Fragrance by Jennifer Lopez
- Notes: Sake, mandarin, earl grey, pink freesia, honeysuckle, orange flower, sandalwood, amber, orris
- Released: September 14, 2003; 21 years ago
- Label: Coty, Inc.
- Tagline: Sheer-Captivating-Real
- Predecessor: Glow by JLo
- Successor: Miami Glow by JLo

= Still Jennifer Lopez =

Fragrance

Still Jennifer Lopez is a women's fragrance endorsed by American entertainer Jennifer Lopez, released by Coty, Inc. in September 2003. The fragrance contains notes of sake, mandarin, earl grey, pink freesia, honeysuckle, orange flower, sandalwood, amber and orris. Still Jennifer Lopez followed in the footsteps of Glow by JLo, an international success that shaped the fragrance industry and began a trend in the celebrity endorsement of fragrance. The release of Still Jennifer Lopez was not anticipated due to the negative publicity generated from Lopez's film Gigli (2003) and a fall-out with her manager Benny Medina. Several fragrance industry experts noted that it could ruin the success of Glow by JLo. It was also noted that her public image at the time would have irreparable effects on the fragrance's performance.

The promotion of Still Jennifer Lopez and the scent were met with positive feedback, with many comparing it to her song "Jenny from the Block". The fragrance was aimed at a female demographic above the age of 25, a shift from Glow by JLo, which was aimed at teenagers and females in their early twenties. Its theme is about Lopez still being herself, despite what the media reports. The bottle was a commercial success, collectively bringing in over $300 million with its predecessor Glow by JLo.

== Background and development ==
In October 2002, Lopez released her first signature fragrance Glow by JLo. Among low expectations, the fragrance performed strongly and became the top-selling fragrance in the United States. Glow by JLo's success caused a wave of celebrity endorsement of fragrances. She is often credited with beginning the trend, which other celebrities such as Britney Spears and Beyoncé Knowles have followed. In July 2003, it was reported by MTV News that Lopez was to release her second fragrance, which is "directed at a more upscale market" than Glow by JLo. Reaction was mixed; it was initially believed that the release of Still Jennifer Lopez could harm the success of Glow by JLo, which had grossed $40 million in under two months alone.

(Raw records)
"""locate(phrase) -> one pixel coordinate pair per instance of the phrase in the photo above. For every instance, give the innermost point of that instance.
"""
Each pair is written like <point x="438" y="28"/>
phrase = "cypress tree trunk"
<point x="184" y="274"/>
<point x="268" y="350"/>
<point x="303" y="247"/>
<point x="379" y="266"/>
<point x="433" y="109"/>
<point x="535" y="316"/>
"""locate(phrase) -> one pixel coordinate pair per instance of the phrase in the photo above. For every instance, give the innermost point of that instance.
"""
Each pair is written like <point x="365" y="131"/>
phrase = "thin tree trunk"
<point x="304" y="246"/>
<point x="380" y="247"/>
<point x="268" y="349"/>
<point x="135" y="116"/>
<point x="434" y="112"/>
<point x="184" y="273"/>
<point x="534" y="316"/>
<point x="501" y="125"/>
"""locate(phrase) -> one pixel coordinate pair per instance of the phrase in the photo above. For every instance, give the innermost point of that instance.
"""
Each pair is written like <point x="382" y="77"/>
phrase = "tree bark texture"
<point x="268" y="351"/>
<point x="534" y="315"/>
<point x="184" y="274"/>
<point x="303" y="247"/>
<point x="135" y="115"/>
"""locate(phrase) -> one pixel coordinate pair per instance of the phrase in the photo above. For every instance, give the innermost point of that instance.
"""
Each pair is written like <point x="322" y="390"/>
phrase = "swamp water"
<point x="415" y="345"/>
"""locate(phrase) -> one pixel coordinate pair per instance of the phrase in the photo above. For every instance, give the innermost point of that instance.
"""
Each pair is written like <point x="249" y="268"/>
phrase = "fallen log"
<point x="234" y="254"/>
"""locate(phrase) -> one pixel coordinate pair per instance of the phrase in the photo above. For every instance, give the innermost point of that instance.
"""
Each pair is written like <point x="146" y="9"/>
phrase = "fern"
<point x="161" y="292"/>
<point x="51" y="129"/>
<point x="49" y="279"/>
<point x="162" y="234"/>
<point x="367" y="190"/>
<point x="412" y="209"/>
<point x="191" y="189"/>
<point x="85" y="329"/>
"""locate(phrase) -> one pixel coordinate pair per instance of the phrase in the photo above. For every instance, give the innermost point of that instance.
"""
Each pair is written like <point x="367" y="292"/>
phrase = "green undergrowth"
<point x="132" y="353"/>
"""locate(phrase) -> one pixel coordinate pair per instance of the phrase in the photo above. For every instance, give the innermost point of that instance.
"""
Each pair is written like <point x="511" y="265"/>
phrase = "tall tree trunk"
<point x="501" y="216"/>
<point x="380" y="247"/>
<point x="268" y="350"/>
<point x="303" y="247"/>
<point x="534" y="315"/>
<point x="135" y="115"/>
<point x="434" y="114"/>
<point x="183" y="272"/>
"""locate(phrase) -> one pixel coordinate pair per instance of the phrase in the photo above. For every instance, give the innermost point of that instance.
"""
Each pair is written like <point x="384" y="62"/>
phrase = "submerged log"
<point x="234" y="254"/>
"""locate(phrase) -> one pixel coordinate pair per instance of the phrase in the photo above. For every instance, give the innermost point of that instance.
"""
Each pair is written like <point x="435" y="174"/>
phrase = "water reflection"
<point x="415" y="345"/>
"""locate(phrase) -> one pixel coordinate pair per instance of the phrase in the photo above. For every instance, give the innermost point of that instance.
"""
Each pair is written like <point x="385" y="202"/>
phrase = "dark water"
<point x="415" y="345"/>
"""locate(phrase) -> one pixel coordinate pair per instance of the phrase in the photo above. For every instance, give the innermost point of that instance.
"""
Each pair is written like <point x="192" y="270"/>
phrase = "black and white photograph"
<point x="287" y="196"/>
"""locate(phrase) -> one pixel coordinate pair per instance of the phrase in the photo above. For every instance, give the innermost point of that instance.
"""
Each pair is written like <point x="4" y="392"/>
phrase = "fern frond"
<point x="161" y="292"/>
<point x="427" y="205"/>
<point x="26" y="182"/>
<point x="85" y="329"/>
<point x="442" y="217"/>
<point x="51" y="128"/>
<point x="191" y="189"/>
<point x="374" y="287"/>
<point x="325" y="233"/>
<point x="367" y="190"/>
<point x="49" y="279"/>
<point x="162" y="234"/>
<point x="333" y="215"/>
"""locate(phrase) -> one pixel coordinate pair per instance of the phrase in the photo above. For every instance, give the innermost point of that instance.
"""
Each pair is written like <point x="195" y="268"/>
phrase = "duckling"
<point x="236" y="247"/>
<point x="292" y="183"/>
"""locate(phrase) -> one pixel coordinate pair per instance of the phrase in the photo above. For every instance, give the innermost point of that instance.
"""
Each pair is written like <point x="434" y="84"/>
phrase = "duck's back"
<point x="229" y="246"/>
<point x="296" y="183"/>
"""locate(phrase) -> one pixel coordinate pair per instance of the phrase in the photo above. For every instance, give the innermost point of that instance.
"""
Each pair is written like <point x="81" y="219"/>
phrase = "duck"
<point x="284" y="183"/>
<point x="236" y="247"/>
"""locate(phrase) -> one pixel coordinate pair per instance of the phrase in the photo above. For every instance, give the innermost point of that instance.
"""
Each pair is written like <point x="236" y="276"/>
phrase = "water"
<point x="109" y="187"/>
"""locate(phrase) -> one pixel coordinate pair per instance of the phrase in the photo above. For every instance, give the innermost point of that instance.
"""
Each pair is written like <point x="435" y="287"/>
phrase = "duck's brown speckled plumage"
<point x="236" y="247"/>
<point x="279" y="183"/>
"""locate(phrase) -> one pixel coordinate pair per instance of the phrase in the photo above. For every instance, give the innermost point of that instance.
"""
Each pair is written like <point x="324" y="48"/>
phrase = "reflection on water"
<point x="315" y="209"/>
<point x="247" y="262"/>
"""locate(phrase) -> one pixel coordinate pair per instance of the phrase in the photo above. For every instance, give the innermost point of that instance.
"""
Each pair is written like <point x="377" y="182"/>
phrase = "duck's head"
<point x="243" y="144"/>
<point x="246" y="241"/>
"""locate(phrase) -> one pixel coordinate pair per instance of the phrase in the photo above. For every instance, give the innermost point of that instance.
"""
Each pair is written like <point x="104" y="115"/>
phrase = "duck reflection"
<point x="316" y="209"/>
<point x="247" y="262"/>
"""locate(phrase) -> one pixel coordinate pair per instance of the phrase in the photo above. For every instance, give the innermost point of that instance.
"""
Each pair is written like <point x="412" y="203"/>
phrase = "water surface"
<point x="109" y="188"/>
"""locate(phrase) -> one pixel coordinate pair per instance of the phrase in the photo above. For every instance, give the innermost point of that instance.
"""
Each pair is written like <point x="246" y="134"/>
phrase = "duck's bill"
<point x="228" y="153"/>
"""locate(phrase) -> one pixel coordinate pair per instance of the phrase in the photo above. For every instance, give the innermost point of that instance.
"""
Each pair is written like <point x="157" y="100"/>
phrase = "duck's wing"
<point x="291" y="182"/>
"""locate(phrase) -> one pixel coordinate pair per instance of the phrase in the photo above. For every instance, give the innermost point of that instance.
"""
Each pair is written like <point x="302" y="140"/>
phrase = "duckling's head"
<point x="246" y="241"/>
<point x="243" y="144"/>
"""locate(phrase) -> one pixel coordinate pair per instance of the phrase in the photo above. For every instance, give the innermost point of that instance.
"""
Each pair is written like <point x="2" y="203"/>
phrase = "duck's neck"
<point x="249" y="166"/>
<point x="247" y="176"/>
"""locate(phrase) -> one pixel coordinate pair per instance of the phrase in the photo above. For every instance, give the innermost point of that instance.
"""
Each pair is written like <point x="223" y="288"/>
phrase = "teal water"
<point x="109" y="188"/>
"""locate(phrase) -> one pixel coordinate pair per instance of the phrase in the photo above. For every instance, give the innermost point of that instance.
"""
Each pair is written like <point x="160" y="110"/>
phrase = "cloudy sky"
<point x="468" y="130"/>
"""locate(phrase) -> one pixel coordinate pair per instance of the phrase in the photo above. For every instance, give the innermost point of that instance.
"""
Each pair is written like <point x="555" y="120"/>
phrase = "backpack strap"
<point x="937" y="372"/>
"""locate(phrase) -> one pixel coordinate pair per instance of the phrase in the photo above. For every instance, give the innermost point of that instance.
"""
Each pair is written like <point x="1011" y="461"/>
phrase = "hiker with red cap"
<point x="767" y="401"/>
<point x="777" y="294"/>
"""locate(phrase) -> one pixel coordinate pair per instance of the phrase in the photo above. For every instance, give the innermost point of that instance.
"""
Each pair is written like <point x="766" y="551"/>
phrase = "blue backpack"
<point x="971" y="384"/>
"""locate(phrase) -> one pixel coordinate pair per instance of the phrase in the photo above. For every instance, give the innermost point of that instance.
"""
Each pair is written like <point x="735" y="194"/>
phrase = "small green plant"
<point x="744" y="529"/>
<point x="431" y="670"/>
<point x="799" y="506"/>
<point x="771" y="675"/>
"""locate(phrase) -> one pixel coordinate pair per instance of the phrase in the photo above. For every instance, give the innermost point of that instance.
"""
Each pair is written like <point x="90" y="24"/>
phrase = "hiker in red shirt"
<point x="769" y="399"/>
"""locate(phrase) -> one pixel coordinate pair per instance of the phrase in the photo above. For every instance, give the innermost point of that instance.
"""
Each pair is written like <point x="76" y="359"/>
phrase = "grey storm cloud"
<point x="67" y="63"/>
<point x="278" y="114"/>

Given request:
Write the next part of the article on the Still Jennifer Lopez fragrance, picking up right after its final sentence. These lines were taken from a separate source.

Response to the task:
At the time of the fragrance's release, Lopez's film Gigli which co-starred her then-fiancé, Ben Affleck, was released to negative reviews and bombed at the box office. It was for this reason why many considered the fragrance to be at risk if it failed. Additionally, controversy arose after Lopez fired her manager Benny Medina that summer, causing the public to read more negative publications about Lopez. Design and brand strategist Kathy Feakins stated: "The easy way to view this is to witness what happened to Martha Stewart", further opining: "Once someone is strongly associated with a product or service, what happens to their image can have an impact on the product."

"This is the second step of building the Jennifer Lopez beauty house. She's not a one-shot deal."
— —Michele Scannavini, Coty's fragrance division president, on the fragrance (2003)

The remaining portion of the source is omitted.